I cant tell you why amd refer this chip as 8-core but if you see the architecture, you can understand me !

Marketing trick ? No. 
8-cores? No ! 
Something like 1,3 core per module (two integer)?  Yes!


----------



## Frick (May 4, 2011)

ivicagmc said:


> With even lower budget they manage to beat Intel before. Remember???



Intel was kinda stagnated then so no suprise here. They're at a whole other level now.


----------



## Fourstaff (May 4, 2011)

At the end of the day, we need benchmarks. Also, the characteristic of the cores. I have no doubt that in heavily multithreaded environments (like video converting etc.), AMD's 8core/4module/whatever will be better than the 1155's 4c8t processors, I have no doubt about that. However, if we judge by gaming performance (where load in CPU is relatively light), Intel's architecture resoundingly beats AMD's. We might just see a reversal of position here, where budget gamers go for Intel (well, its happening now), and AMD takes the crown in multithreaded environment, at least until LGA2011.


----------



## Jonap_1st (May 4, 2011)

naoan said:


> nah, it would be easier to market higher core counts than "unbelievable compute power" to mass market.

Records provided

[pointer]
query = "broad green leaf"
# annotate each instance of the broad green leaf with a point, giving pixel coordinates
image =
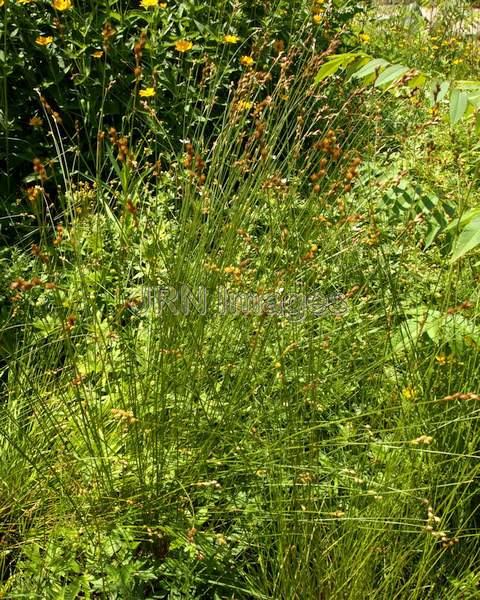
(418, 81)
(334, 64)
(370, 68)
(468, 240)
(328, 69)
(466, 218)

What is asked
Continue the forum thread on whether AMD's chip really has eight cores, starting right after the last line of the thread.

Result below
more cores is useless if it not fast enough than its competitor..


----------



## btarunr (May 4, 2011)

Fourstaff said:


> At the end of the day, we need benchmarks. Also, the characteristic of the cores. I have no doubt that in heavily multithreaded environments (like video converting etc.), AMD's 8core/4module/whatever will be better than the 1155's 4c8t processors, I have no doubt about that. However, if we judge by gaming performance (where load in CPU is relatively light), Intel's architecture resoundingly beats AMD's. We might just see a reversal of position here, where budget gamers go for Intel (well, its happening now), and AMD takes the crown in multithreaded environment, at least until LGA2011.



*Schindler's List background score*

Have you forgotten about LGA1366, and that 6c/12t Westmere LGA1366 chips are entering the $300-ish price range soon? Core i7 970 will be under $400 very soon.


----------



## rem82 (May 4, 2011)

Fourstaff said:


> However, if we judge by gaming performance (where load in CPU is relatively light), Intel's architecture resoundingly beats AMD's. We might just see a reversal of position here, where budget gamers go for Intel (well, its happening now), and AMD takes the crown in multithreaded environment, at least until LGA2011.



 Τhis will depend from clocks and overclocking ability .
But when we buying a platform for games we want many lanes for true crossfire & sli . 1155 platform cant deliver that ..... Sandy-bridge  north-bridge has few lanes .


----------



## heky (May 4, 2011)

rem82 said:


> Τhis will depend from clocks and overclocking ability .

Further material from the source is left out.